# Excerto fornecido
^^^^

Há mais de 60 anos que o Sport Clube Melgacense fomenta o desporto local

Aurélio Cardoso conta-nos histórias de um tempo em que os jogos eram de 20 contra 20… E eram uma alegria

 

Aurélio Cardoso, 78 anos, é uma das grandes memórias vivas da fundação do Sport Clube Melgacense, já lá vão 61 anos. Foi presidente do clube entre 1981 e 1988 e vice-presidente de 2000 a 2006. Foi parte e espectador de muitas mudanças na dinâmica desportiva local.

No que ao futebol diz respeito, se a realidade das últimas épocas do clube não espelham grande mobilização popular, o ânimo de Aurélio Cardoso ao falar dos primeiros anos – quando tinham de jogar 20 contra 20, porque queriam jogar todos – são a prova de que a juventude e comunidade melgacense já vibrou muito com os bons momentos do clube da sua terra. Daremos nota disso, mas primeiro vamos um bocadinho ‘lá atrás’, a 1955.

^^^^

# Linhas de dados
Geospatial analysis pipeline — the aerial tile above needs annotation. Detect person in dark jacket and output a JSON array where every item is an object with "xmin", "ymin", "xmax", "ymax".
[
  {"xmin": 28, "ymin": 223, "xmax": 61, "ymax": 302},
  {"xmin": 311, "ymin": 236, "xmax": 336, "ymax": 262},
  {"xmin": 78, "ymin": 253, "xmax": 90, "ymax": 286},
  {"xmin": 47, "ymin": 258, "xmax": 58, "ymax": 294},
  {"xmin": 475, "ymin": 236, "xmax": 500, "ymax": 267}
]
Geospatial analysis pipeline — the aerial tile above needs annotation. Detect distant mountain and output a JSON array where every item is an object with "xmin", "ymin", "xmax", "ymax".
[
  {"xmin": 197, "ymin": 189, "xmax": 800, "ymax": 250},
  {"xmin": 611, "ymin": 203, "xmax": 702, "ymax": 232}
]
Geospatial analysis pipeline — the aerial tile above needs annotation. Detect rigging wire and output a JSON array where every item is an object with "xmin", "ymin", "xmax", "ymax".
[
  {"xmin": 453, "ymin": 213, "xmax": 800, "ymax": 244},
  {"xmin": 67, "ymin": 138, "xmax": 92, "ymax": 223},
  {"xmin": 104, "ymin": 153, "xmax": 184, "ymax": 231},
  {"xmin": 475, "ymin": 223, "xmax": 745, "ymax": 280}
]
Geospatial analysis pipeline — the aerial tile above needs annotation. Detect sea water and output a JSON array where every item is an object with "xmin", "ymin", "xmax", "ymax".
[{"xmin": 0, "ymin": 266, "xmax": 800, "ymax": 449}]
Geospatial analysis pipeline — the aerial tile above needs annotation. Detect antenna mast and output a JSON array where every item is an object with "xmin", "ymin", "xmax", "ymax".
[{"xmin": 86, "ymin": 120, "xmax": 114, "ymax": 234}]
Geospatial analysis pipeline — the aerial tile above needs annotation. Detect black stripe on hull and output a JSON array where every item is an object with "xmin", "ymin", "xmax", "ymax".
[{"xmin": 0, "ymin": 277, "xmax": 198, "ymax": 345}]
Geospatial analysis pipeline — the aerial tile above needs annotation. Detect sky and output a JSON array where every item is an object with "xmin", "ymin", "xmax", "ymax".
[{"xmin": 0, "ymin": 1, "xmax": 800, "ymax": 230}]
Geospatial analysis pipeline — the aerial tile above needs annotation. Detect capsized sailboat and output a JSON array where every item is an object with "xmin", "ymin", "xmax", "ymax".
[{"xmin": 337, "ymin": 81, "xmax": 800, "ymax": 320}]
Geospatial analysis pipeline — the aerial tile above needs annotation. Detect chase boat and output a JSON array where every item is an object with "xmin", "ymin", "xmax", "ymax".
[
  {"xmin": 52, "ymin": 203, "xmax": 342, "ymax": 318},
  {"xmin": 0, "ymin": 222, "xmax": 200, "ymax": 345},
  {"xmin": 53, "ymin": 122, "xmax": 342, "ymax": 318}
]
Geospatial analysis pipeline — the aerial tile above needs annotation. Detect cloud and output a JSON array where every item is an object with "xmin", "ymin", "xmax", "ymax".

^^^^

# Tarefas escritas
• a. Reescala as linhas de dados desde a linha que contém "annotation. Detect sky" até ao fim das linhas de dados, ambas incluídas, e reproduz essas linhas por inteiro. Altera apenas as coordenadas, multiplicando cada uma por 1,4 e arredondando ao número inteiro mais próximo, com as metades arredondadas para cima.
• b. Retoma o excerto sobre o Sport Clube Melgacense e dá-lhe seguimento a partir da última frase apresentada.

# Respostas por tarefa
• a.
Geospatial analysis pipeline — the aerial tile above needs annotation. Detect sky and output a JSON array where every item is an object with "xmin", "ymin", "xmax", "ymax".
[{"xmin": 0, "ymin": 1, "xmax": 1120, "ymax": 322}]
Geospatial analysis pipeline — the aerial tile above needs annotation. Detect capsized sailboat and output a JSON array where every item is an object with "xmin", "ymin", "xmax", "ymax".
[{"xmin": 472, "ymin": 113, "xmax": 1120, "ymax": 448}]
Geospatial analysis pipeline — the aerial tile above needs annotation. Detect chase boat and output a JSON array where every item is an object with "xmin", "ymin", "xmax", "ymax".
[
  {"xmin": 73, "ymin": 284, "xmax": 479, "ymax": 445},
  {"xmin": 0, "ymin": 311, "xmax": 280, "ymax": 483},
  {"xmin": 74, "ymin": 171, "xmax": 479, "ymax": 445}
]
Geospatial analysis pipeline — the aerial tile above needs annotation. Detect cloud and output a JSON array where every item is an object with "xmin", "ymin", "xmax", "ymax".

• b.
A história do futebol em Melgaço teve algumas descontinuidades e algumas páginas na internet dão nota de várias tentativas de formação de clubes ao longo do século XX, mas com o fim dos Vitoriosos, não havia onde romper as botas no futebol.

As primeiras reuniões – informais, como se adivinha – que dariam forma ao Sport Clube Melgacense que hoje conhecemos começaram na sapataria de Amândio ‘Castilho’, na Rua Direita, frente ao actual Solar do Alvarinho. A memória é de Aurélio Cardoso, ainda adolescente, mas já elemento activo deste grupo que discutia o futuro do futebol.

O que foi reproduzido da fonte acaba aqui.